╭─ QUOTED PASSAGE
When I politely point out procurement's role in selecting, shaping and paying for partnerships, the answer I get astonishes: We can reimburse our suppliers and partners out of another budget. In other words, innovation occurs when we bypass or disintermediate procurement. How healthy is that? What kind of cultural — and financial — signal does that send both to the firm and its vendors alike?

This dichotomy — schizophrenia is actually a better word — is a surefire invitation to conflict and dysfunction. Vendor/partners — who are compensated by procurement — end up having to explain away or conceal the bootleg or graymarket innovation projects they're billing for. Even worse, when suppliers seized by a great idea toil overnight and weekends to present it, procurement argues that this wasn't part of the budget and behaves (quite reasonably) as if it is going the extra mile to compensate the supplier.

This dynamic is unsustainable. Either procurement has to become a genuine facilitator, enabler and champion of the innovation ecosystem or companies have to downgrade and deemphasize the procurement process in order to make innovation a known corporate priority. Defining business processes and structures that inherently devalue and make difficult innovation opportunities is, quite literally, counter-productive.

Can strong procurement departments and strong innovation cultures co-exist? Yes, but only if the organization is honest about whether it creates more value by successful procurement or successful innovation.

The challenge is making procurement as explicitly accountable for enabling innovation as it is for controlling costs. Asymmetry is the enemy. Procurement's people have to enjoy comparable recognition and rewards for making a new product or service profitable as for, say, successfully consolidating a supplier segment or driving cost out of an outsourcing deal. Most organizations are excruciatingly aware when people get celebrated more for reducing spend rather than for procuring growth.
╰─
### GIVEN EXERCISE 1
Could you rewrite the listing lines from the line containing "Target: shaded lawn area" through the line containing "column 286, row 269", substituting "Please" for "Kindly" and leaving everything else unchanged?
The procurement passage above and the listing that comes after it are unrelated.
╭─ INPUT ROWS
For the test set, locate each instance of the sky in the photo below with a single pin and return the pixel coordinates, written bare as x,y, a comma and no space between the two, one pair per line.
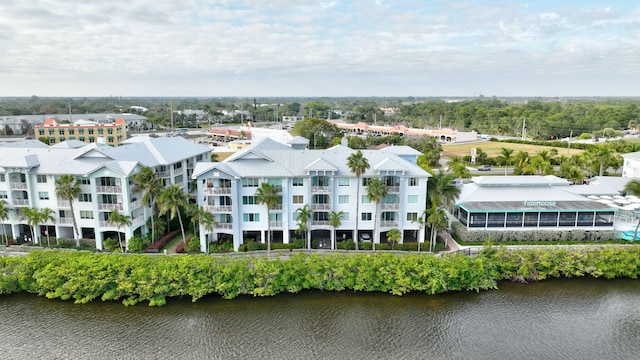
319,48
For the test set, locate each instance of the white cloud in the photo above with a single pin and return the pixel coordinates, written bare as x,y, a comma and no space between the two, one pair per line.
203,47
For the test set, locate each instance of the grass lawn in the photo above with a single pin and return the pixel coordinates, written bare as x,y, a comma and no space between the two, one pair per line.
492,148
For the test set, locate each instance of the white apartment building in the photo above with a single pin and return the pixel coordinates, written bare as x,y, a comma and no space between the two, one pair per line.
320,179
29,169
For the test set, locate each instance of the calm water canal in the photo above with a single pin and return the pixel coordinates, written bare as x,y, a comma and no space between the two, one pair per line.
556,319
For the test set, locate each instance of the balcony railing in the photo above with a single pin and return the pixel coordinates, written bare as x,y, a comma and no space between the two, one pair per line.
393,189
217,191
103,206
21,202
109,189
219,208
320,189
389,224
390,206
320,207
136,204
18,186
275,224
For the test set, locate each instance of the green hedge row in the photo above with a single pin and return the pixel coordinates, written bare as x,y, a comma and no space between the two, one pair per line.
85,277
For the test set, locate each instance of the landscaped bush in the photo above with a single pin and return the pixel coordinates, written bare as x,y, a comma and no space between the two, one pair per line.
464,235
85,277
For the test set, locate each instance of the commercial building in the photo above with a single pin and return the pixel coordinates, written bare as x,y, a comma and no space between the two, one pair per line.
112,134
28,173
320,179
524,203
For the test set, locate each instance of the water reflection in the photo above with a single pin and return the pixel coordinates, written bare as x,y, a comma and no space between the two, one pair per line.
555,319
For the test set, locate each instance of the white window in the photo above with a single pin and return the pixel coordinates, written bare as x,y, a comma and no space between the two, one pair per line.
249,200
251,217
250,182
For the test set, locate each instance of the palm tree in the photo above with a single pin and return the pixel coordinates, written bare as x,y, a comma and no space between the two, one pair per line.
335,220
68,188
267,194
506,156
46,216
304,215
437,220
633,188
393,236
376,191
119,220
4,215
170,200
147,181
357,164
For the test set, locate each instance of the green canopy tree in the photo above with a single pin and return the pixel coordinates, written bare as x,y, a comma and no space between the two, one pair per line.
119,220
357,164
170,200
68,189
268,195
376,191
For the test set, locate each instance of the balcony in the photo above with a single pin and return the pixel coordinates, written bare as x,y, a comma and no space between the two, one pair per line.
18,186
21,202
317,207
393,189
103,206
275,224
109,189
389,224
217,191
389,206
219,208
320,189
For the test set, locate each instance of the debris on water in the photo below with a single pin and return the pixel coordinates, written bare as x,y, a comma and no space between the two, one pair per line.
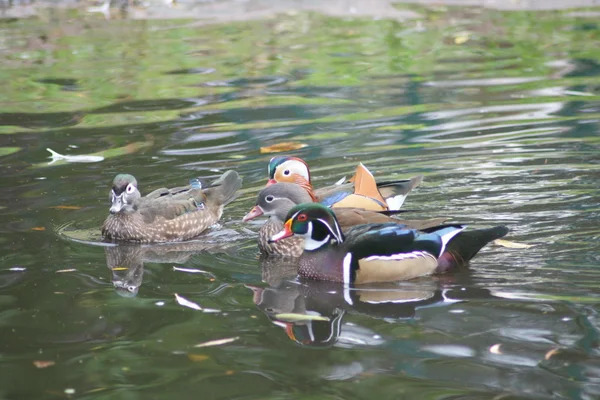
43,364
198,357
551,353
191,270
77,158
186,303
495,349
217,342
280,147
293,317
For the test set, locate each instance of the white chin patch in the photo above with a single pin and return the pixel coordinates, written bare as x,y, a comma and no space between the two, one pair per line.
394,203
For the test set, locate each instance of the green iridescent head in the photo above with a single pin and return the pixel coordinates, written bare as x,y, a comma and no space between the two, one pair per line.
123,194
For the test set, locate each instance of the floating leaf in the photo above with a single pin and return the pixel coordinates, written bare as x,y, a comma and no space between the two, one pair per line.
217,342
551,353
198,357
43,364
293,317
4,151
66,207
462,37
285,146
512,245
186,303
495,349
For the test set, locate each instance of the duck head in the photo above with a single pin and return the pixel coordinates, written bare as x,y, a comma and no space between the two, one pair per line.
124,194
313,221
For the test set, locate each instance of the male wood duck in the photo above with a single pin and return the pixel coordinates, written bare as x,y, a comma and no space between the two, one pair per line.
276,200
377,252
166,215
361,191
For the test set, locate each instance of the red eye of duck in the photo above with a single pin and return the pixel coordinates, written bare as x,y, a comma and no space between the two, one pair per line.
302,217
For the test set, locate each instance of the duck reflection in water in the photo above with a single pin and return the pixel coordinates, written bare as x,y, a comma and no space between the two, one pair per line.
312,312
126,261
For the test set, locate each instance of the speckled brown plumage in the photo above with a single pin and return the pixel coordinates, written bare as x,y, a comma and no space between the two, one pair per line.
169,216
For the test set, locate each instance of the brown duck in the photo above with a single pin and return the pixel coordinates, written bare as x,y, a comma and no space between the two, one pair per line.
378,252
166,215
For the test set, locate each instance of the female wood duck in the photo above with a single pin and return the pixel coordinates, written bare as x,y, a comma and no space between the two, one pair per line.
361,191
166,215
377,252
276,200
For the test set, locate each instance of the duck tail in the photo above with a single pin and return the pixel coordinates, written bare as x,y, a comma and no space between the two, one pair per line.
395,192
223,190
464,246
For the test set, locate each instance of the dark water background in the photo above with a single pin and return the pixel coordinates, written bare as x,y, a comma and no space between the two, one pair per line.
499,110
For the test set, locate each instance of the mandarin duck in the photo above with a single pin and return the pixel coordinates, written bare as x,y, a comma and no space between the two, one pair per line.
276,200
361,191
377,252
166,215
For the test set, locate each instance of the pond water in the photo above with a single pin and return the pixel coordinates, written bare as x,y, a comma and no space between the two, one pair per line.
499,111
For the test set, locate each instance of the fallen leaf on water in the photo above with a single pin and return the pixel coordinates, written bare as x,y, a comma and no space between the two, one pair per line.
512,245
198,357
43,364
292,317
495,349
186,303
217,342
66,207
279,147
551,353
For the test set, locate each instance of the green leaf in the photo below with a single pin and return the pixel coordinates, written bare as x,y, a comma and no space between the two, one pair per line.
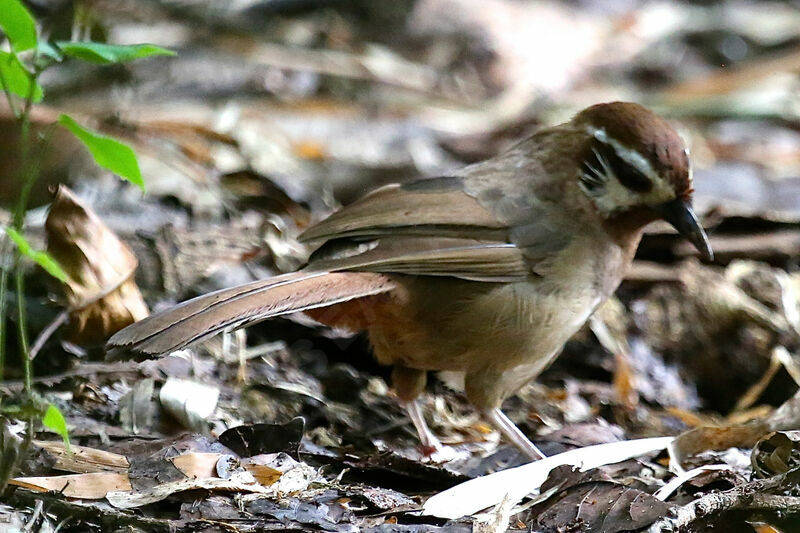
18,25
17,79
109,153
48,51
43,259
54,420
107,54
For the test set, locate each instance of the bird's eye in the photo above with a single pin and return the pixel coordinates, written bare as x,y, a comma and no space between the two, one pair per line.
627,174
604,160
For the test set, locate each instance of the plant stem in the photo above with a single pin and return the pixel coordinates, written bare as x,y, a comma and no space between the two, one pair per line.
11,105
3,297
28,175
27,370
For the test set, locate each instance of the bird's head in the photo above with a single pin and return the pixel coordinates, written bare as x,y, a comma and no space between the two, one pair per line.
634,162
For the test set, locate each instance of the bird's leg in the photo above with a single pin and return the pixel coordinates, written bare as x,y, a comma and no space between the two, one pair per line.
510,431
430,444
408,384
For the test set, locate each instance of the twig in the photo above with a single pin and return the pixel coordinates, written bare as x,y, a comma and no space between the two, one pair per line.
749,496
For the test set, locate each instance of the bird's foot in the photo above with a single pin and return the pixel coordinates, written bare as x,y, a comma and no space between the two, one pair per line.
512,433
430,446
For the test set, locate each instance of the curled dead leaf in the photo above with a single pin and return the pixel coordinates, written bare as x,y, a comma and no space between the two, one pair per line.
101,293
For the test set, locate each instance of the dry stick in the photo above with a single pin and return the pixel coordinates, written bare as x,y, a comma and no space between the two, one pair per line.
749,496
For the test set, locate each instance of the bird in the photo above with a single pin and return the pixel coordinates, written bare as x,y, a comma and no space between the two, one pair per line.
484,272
╰─
╭─ INPUT ROWS
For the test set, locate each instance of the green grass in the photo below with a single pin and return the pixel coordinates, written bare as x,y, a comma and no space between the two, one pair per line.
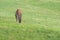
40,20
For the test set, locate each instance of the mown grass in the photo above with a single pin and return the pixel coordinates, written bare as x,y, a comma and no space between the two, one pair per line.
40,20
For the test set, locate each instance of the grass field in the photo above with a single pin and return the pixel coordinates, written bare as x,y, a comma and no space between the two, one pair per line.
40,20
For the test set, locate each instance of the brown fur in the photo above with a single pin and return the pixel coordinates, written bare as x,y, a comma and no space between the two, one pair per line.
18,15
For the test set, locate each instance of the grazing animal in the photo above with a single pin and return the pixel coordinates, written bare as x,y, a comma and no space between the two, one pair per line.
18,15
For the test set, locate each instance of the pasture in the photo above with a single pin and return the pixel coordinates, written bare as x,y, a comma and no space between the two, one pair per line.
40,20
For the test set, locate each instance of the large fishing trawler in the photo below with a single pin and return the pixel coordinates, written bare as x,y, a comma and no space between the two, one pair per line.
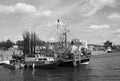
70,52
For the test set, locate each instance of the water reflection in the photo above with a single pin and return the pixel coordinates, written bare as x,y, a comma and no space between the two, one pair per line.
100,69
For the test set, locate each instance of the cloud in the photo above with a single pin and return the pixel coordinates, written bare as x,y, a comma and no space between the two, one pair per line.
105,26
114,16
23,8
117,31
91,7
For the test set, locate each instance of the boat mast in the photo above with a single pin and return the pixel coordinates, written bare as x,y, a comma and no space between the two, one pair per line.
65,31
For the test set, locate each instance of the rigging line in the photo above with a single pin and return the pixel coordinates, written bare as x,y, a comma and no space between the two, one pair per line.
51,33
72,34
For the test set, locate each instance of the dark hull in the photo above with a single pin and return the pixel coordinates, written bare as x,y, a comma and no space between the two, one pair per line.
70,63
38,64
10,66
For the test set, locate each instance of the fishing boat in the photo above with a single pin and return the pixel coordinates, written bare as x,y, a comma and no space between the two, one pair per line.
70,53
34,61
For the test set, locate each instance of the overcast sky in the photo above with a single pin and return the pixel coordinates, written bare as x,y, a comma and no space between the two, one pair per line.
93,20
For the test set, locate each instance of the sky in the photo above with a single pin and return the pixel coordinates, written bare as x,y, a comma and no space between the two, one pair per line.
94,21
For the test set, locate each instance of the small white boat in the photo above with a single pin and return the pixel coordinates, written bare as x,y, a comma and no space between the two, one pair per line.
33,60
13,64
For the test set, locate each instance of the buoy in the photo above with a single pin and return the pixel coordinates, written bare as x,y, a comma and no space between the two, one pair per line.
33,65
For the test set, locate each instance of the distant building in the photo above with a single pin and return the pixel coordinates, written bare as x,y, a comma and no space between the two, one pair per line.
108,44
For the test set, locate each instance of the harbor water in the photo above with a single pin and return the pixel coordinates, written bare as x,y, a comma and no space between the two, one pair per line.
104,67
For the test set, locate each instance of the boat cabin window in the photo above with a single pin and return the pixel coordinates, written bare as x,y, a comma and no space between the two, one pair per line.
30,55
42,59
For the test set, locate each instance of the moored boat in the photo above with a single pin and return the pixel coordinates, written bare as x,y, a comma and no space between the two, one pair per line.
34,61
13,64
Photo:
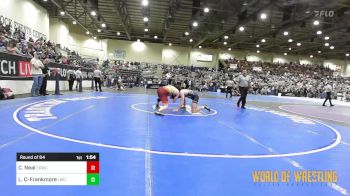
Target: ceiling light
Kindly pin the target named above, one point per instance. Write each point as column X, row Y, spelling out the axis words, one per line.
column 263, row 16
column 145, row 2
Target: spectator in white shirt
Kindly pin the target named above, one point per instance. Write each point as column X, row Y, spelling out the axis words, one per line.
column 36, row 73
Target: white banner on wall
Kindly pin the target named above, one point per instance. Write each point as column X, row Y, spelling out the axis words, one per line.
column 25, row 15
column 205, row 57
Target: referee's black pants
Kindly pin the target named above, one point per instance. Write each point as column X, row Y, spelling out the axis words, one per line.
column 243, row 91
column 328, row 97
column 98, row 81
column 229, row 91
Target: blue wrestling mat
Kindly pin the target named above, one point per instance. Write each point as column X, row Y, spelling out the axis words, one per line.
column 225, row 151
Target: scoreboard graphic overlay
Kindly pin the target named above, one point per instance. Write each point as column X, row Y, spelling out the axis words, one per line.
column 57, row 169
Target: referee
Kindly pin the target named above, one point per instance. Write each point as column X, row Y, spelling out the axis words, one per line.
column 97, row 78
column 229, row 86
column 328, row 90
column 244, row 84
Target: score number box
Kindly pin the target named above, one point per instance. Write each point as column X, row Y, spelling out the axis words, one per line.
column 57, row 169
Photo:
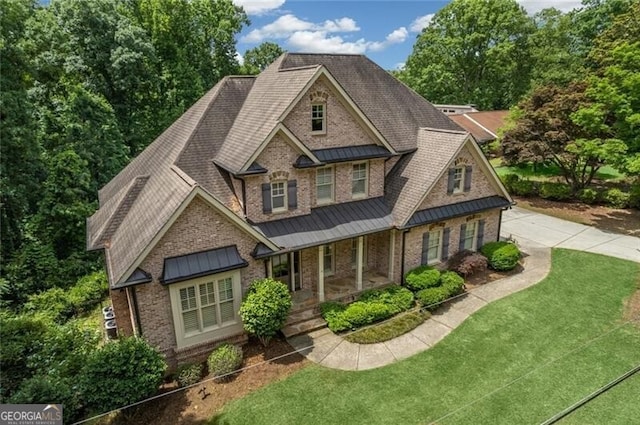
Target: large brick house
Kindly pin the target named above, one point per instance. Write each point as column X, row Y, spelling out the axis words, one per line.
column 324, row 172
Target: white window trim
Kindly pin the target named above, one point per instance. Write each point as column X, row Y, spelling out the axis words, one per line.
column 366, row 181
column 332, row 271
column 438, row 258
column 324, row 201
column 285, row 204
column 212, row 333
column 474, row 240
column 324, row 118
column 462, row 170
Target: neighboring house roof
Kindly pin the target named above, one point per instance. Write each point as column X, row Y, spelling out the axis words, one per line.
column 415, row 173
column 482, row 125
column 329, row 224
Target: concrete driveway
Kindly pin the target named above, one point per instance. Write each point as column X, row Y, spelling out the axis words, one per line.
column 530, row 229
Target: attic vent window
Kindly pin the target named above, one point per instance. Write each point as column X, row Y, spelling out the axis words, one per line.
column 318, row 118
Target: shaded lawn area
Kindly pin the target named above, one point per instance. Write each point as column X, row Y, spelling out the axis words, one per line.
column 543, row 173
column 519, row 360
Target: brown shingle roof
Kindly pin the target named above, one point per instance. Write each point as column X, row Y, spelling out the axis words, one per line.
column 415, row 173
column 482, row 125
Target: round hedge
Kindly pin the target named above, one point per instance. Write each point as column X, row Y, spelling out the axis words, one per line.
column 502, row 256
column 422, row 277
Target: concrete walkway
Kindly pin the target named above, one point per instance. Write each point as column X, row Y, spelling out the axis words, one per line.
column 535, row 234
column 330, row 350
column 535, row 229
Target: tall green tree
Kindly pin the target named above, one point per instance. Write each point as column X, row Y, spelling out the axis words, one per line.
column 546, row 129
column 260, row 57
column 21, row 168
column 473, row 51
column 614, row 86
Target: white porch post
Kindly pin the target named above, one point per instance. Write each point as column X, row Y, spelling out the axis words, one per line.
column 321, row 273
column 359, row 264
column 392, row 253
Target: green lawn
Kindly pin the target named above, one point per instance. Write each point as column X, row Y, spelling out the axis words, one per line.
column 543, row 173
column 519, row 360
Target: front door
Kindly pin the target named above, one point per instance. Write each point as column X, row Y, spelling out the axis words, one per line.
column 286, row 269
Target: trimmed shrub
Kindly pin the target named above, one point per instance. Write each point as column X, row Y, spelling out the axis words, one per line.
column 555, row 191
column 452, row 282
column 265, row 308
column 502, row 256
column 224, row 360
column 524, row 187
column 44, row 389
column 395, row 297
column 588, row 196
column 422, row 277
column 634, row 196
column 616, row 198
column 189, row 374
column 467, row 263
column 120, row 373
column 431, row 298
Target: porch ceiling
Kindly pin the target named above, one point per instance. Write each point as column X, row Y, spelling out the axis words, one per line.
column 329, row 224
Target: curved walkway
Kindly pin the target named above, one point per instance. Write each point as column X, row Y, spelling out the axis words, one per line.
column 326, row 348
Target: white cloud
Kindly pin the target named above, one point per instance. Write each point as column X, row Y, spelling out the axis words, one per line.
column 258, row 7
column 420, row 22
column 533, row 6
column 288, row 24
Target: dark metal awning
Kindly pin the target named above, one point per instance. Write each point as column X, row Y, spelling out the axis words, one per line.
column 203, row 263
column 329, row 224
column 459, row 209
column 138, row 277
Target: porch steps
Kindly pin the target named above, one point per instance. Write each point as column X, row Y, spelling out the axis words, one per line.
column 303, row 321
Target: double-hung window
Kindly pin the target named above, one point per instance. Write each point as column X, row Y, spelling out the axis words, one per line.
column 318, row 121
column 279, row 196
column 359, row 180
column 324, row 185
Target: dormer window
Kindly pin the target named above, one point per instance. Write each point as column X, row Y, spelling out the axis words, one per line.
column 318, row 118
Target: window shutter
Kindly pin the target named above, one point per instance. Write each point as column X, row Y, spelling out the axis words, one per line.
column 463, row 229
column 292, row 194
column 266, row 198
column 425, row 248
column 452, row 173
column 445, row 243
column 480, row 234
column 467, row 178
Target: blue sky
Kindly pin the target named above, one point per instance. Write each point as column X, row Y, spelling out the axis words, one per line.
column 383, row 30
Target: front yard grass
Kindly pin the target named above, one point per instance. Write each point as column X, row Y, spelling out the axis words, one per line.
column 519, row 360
╰─
### GIVEN EXERCISE 2
Can you pick up the passage on procurement and innovation and carry it on from its final sentence?

### WRITTEN RESPONSE 1
Target: shaded lawn area
Please pin the target named above, one point per instance. Write each point as column X, row Y, spelling out the axis words, one per line.
column 543, row 173
column 519, row 360
Target: brown shingle roof
Please pin the target named above, one point per instance. Write each point as column X, row Y, spelling out the axis words, one per line.
column 415, row 173
column 482, row 125
Target: round hedge
Please pin the target named above, one point per instance. Write each point as column X, row Y, spelling out the axis words, one per line.
column 502, row 256
column 422, row 277
Target: concrete walkway
Please pin the target named above, one point per instance. Write each point as column X, row Y, spelling out the axis words, one per line.
column 535, row 234
column 330, row 350
column 535, row 229
Target: tall green tree
Please pin the target named above, one point per instance. Write each point as column X, row Y, spelling out the axis words, one per line.
column 546, row 129
column 260, row 57
column 21, row 168
column 473, row 51
column 614, row 86
Target: white porch post
Please pin the target named above, one point per instance. Write each point as column X, row Y, spelling out the axis words, one per line.
column 321, row 273
column 359, row 264
column 392, row 253
Target: green lawn
Please pin the target named above, one point per instance. Write each point as column X, row Y, spelling out the axis words, one per line.
column 543, row 173
column 519, row 360
Target: front door
Please pin the target named above, one point per instance. Write each point as column X, row Y, spelling out the axis words, one per line.
column 286, row 269

### WRITTEN RESPONSE 2
If this means that procurement has to be a better real-time partner to, say, manufacturing or marketing to make sure the money's there to pilot a reprogrammed machine tool or a Cloud-enabled social media promotion, then good. I have never come across a procurement department with a post-procurement "innovation budget" to fund emergent ideas or supplier-driven proposals. Procurement couldn't help but manage its selection criteria differently if it operationally lived with the knowledge that getting the best-priced deal was no longer good enough.

Similarly, other parts of the enterprise have to go beyond giving their requirements for procurement to turn into RFPs and engage in more productive collaboration. "Gaming" procurement to guarantee that a desired vendor becomes the "supplier of choice" is just as destructively manipulative as making "price" the centerpiece of a complex acquisition or marketing partnership. Successful partnerships mean that selection is the beginning, rather than the effective end, of how procurement's effectiveness is evaluated. In the same way that acquisitive organizations have become more savvy about TCO — Total Cost of Ownership — they should rethink TCP: the Total Cost of Procurement. If the monies saved on a contract significantly restrict or inhibit innovation-driven growth opportunities, then just how constructive was procurement's role?

The real-world drawback with this declaration of innovation interdependence is neither cultural nor operational. It's leadership. When procurement and marketing or procurement and operations disagree about what innovation opportunities truly offer value for money, the C-suite will frequently have to intervene. Realigning expectations around the most effective relationships between innovation and price is something top management must choose to do. This may seem counterintuitive in a time when executives are encouraged to delegate and empower. But, alas, the innovation disintermediation and disempowerment provoked by procurers with their eyes a little too focused on the bottom line have demanded this fundamental shift. If the C-suite isn't having candid conversations on precisely this issue, then the operational reality is that procurement is running innovation.


Michael Schrage Michael Schrage, a research fellow at MIT Sloan School’s Center for Digital Business, is the author of Serious Play and the forthcoming Getting Beyond Ideas.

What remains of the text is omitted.